[Spatial localization data]
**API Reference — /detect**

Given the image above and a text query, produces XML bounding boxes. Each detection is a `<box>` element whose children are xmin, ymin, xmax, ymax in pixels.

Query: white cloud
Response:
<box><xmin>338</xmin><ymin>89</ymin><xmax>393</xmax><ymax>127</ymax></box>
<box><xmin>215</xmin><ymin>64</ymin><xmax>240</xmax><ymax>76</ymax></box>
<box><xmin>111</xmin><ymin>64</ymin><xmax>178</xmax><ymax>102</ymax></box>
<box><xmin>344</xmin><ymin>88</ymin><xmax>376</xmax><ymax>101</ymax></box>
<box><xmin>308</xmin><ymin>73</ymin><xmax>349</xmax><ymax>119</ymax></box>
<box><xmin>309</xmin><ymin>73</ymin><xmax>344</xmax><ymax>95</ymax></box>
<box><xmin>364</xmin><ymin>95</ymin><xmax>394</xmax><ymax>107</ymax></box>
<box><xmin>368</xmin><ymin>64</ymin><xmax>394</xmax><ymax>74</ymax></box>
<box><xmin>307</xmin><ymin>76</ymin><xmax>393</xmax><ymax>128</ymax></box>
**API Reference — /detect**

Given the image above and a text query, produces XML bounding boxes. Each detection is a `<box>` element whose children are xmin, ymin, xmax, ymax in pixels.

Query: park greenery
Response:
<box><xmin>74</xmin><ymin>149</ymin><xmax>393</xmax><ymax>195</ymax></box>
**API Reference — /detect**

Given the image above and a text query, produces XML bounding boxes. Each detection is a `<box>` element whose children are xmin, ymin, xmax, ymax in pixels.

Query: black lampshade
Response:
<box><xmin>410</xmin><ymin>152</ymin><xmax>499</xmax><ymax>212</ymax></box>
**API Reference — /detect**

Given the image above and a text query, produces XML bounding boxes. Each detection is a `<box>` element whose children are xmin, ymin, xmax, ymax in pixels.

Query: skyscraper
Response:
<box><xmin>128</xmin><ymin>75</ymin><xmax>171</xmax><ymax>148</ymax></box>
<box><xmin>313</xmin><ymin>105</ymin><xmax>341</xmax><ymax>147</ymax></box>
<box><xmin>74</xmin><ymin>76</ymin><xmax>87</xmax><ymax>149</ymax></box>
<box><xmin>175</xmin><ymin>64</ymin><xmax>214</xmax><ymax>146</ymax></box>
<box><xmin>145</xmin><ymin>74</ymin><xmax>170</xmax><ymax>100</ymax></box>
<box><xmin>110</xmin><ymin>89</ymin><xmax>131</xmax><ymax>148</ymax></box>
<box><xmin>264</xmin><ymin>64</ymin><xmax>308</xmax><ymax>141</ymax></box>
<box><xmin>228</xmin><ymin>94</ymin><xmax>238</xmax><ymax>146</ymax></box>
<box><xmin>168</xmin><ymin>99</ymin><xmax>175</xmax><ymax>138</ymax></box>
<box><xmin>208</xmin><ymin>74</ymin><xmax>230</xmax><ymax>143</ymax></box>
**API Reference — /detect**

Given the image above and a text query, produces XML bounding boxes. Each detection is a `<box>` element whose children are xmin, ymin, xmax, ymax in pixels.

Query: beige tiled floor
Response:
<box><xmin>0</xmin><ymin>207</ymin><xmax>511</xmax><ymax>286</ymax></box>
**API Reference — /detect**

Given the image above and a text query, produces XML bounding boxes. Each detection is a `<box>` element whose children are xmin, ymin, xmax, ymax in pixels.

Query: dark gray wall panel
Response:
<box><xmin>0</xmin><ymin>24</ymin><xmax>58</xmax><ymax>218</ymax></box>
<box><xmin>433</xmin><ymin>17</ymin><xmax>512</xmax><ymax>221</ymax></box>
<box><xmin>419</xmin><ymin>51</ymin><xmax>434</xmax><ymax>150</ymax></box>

■ Work instruction
Please repeat the lines above exactly, beginning with the line that contains "Query: beige tiled floor" and ending with the final one.

■ Response area
Query: beige tiled floor
Response:
<box><xmin>0</xmin><ymin>207</ymin><xmax>511</xmax><ymax>286</ymax></box>
**API Reference — /detect**

Given the image above and a text query, produces XML bounding boxes. Each detection is a `<box>` element whose children are xmin, ymin, xmax, ymax in pixels.

Query: dark gray wall panel
Response:
<box><xmin>0</xmin><ymin>24</ymin><xmax>58</xmax><ymax>218</ymax></box>
<box><xmin>433</xmin><ymin>17</ymin><xmax>512</xmax><ymax>221</ymax></box>
<box><xmin>419</xmin><ymin>51</ymin><xmax>434</xmax><ymax>150</ymax></box>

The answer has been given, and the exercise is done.